As explained earlier, devices attached to a Local Area Network can directly exchange frames among themselves. For this, each datalink layer interface on a device (host, router, ...) attached to such a network is identified by a MAC address. Each datalink layer interface includes a unique hardwired MAC address. MAC addresses are allocated to manufacturers in blocks and interface is numbered with a unique address. Thanks to the global unicity of the MAC addresses, the datalink layer service can assume that two hosts attached to a LAN have different addresses. Most LANs provide an unreliable connectionless service and a datalink layer frame has a header containing :
the source MAC address
the destination MAC address
some multiplexing information to indicate the network layer protocol that is responsible for the payload of the frame
LANs also provide a broadcast and a multicast service. The broadcast service enables a device to send a single frame to all the devices attached to the same LAN. This is done by reserving a special broadcast MAC address (typically all bits of the address are set to one). To broadcast a frame, a device simply needs to send a frame whose destination is the broadcast address. All devices attached to the datalink network will receive the frame.

++++++++++

» Directions
a: List every field that the passage on Local Area Networks says a datalink layer frame header contains.
b: According to the passage on Local Area Networks, how is the broadcast MAC address typically formed?

++++++++++

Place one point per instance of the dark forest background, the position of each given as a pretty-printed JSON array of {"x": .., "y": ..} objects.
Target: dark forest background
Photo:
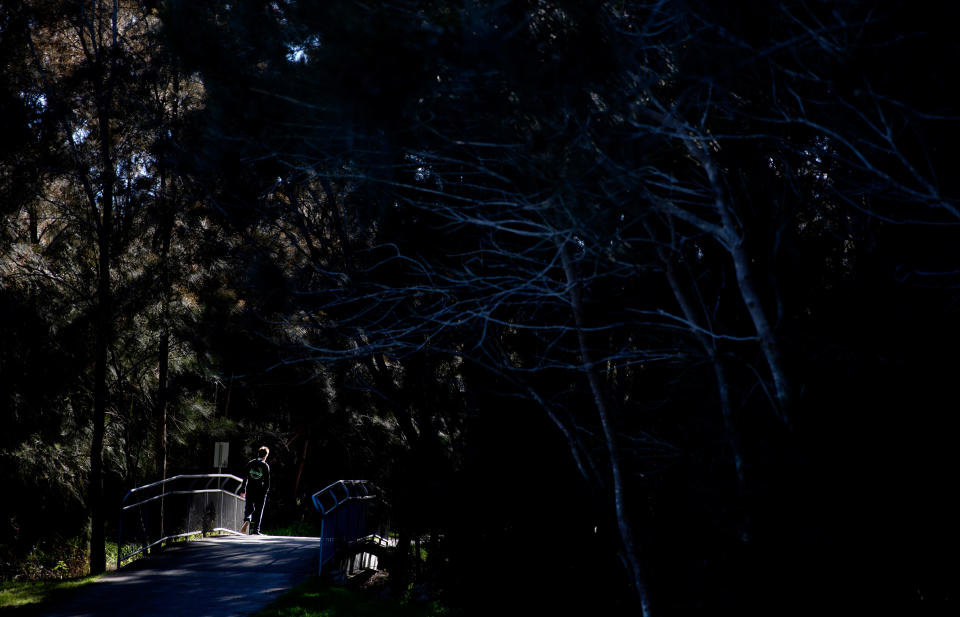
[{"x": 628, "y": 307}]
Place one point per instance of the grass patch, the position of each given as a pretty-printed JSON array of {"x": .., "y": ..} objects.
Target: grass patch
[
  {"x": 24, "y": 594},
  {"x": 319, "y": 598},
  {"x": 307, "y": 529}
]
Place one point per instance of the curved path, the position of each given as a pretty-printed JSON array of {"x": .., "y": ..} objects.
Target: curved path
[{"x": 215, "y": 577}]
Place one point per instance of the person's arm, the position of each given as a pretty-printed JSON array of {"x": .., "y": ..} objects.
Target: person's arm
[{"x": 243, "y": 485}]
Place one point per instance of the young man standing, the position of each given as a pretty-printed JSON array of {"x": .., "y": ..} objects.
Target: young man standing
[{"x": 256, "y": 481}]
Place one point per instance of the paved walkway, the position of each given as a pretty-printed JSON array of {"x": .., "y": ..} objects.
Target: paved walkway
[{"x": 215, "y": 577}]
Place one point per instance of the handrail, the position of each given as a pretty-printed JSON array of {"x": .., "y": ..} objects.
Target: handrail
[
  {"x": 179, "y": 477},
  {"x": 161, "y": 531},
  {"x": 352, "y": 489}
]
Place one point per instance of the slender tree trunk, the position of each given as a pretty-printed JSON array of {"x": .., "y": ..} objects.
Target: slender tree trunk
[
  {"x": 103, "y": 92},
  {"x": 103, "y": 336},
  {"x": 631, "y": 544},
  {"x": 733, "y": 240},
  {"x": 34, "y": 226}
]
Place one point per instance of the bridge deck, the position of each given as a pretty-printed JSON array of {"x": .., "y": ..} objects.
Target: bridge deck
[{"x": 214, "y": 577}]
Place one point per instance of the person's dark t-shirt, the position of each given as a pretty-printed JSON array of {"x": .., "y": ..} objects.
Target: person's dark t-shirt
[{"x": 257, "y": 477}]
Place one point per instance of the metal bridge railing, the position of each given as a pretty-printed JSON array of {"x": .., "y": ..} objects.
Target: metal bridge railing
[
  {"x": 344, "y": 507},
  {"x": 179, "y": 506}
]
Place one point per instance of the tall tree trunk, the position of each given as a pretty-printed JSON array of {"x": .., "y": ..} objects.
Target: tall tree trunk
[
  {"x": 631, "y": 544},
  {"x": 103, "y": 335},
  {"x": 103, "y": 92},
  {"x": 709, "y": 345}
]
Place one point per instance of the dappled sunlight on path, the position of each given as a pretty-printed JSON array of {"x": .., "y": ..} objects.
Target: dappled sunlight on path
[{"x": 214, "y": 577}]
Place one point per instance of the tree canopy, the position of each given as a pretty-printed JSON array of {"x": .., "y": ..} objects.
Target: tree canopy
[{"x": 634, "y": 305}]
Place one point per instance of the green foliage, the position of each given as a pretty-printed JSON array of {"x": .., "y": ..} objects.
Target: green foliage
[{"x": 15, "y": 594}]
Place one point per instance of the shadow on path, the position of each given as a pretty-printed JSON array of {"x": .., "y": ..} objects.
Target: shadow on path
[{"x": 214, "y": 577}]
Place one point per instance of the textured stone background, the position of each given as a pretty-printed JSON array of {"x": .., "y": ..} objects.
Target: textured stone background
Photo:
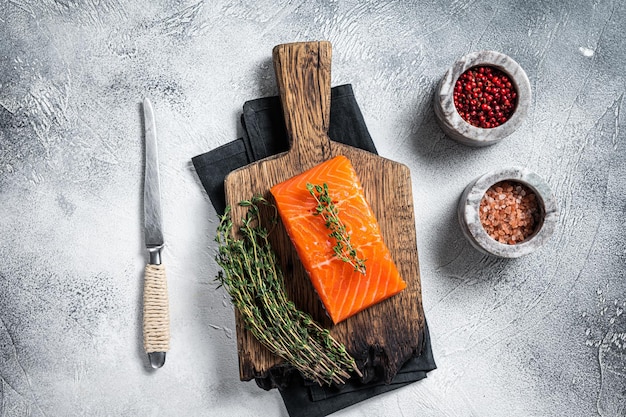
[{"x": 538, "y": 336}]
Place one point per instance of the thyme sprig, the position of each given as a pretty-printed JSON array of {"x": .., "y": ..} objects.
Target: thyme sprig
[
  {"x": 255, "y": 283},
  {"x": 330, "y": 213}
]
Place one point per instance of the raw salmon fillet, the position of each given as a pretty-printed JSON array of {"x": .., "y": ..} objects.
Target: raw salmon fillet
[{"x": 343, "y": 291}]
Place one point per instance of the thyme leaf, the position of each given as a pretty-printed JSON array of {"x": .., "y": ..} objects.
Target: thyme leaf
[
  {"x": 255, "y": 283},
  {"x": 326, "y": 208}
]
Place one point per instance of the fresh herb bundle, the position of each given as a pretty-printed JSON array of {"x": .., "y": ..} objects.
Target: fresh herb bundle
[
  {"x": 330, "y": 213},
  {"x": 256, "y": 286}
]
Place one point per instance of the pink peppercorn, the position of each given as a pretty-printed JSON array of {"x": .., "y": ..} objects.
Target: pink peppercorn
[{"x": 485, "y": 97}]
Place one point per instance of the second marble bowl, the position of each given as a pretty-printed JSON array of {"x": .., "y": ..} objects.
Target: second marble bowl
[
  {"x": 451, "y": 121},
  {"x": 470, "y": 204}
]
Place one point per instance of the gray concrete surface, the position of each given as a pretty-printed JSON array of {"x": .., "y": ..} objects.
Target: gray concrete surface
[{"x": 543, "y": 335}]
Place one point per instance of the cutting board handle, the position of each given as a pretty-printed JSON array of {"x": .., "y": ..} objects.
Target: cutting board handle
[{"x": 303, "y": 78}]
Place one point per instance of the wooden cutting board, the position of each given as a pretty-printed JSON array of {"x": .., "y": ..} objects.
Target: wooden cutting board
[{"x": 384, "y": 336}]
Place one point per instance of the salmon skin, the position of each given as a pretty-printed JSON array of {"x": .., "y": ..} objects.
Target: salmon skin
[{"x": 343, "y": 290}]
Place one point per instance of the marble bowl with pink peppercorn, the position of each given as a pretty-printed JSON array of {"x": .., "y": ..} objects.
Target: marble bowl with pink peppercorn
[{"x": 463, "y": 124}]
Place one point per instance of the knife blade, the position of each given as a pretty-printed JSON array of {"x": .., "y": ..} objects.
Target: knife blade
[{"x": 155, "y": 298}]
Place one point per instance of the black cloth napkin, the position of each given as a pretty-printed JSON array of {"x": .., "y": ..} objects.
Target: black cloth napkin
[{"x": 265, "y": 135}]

++++++++++

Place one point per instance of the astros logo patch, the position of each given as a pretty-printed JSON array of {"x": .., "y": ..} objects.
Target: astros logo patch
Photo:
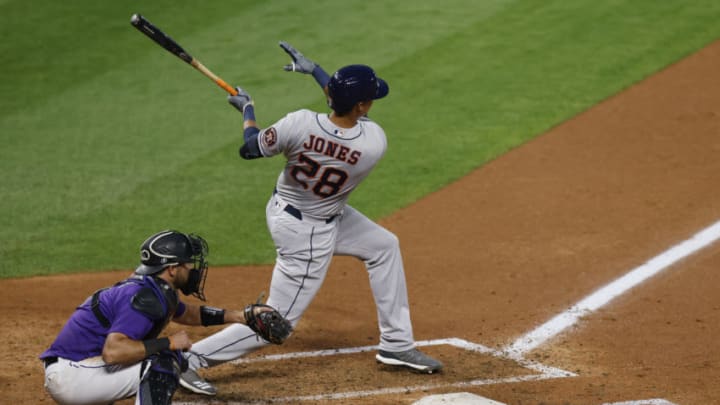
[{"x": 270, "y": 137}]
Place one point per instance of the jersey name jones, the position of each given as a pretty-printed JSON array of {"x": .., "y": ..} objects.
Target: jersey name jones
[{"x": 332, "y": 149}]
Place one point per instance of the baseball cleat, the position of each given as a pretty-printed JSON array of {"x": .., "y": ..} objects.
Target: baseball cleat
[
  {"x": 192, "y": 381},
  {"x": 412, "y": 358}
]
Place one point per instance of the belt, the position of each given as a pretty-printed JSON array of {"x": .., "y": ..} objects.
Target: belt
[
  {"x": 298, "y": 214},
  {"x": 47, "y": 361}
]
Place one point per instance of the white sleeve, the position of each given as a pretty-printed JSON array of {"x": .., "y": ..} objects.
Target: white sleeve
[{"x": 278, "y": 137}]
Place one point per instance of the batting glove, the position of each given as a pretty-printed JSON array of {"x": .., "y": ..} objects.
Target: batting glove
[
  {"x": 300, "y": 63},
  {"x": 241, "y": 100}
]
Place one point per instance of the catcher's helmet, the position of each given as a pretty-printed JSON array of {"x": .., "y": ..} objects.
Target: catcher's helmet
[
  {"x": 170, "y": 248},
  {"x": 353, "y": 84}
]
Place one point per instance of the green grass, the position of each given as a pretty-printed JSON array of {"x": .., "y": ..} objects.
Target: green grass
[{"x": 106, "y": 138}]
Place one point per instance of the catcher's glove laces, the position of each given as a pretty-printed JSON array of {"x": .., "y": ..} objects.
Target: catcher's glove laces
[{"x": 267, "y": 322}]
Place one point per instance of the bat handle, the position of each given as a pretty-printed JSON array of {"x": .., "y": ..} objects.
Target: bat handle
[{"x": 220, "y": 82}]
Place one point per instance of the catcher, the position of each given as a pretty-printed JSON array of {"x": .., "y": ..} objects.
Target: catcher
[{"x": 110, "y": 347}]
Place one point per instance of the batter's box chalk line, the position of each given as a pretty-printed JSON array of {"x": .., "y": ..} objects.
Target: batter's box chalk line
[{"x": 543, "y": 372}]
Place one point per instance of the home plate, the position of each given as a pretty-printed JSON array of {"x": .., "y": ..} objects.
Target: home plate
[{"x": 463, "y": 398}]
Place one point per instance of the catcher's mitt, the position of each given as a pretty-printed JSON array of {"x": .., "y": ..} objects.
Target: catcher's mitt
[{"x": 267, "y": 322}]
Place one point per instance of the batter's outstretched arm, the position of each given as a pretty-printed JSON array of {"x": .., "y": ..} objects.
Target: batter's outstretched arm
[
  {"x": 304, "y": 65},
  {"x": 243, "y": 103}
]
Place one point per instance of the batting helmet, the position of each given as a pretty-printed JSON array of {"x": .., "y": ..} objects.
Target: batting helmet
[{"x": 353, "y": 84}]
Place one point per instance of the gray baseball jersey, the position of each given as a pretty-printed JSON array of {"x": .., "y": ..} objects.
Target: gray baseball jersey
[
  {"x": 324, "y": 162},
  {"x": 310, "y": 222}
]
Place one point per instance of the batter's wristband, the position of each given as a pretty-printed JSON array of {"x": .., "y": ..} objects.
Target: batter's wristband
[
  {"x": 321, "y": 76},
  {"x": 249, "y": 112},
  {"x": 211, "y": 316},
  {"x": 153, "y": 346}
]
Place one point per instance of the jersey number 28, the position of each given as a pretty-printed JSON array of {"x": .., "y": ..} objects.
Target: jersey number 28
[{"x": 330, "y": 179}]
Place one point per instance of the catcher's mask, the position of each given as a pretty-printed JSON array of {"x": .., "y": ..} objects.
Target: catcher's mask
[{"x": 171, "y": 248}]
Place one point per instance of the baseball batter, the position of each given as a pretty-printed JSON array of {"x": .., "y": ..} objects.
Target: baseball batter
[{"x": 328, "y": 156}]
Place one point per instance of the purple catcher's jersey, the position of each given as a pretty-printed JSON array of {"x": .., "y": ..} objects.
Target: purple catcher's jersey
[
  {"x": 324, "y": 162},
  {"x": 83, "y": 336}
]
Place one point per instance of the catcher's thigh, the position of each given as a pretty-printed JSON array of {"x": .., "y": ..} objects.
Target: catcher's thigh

++++++++++

» Answers to the exercise
a:
- the source MAC address
- the destination MAC address
- some multiplexing information to indicate the network layer protocol that is responsible for the payload of the frame

b: All bits of the address are set to one.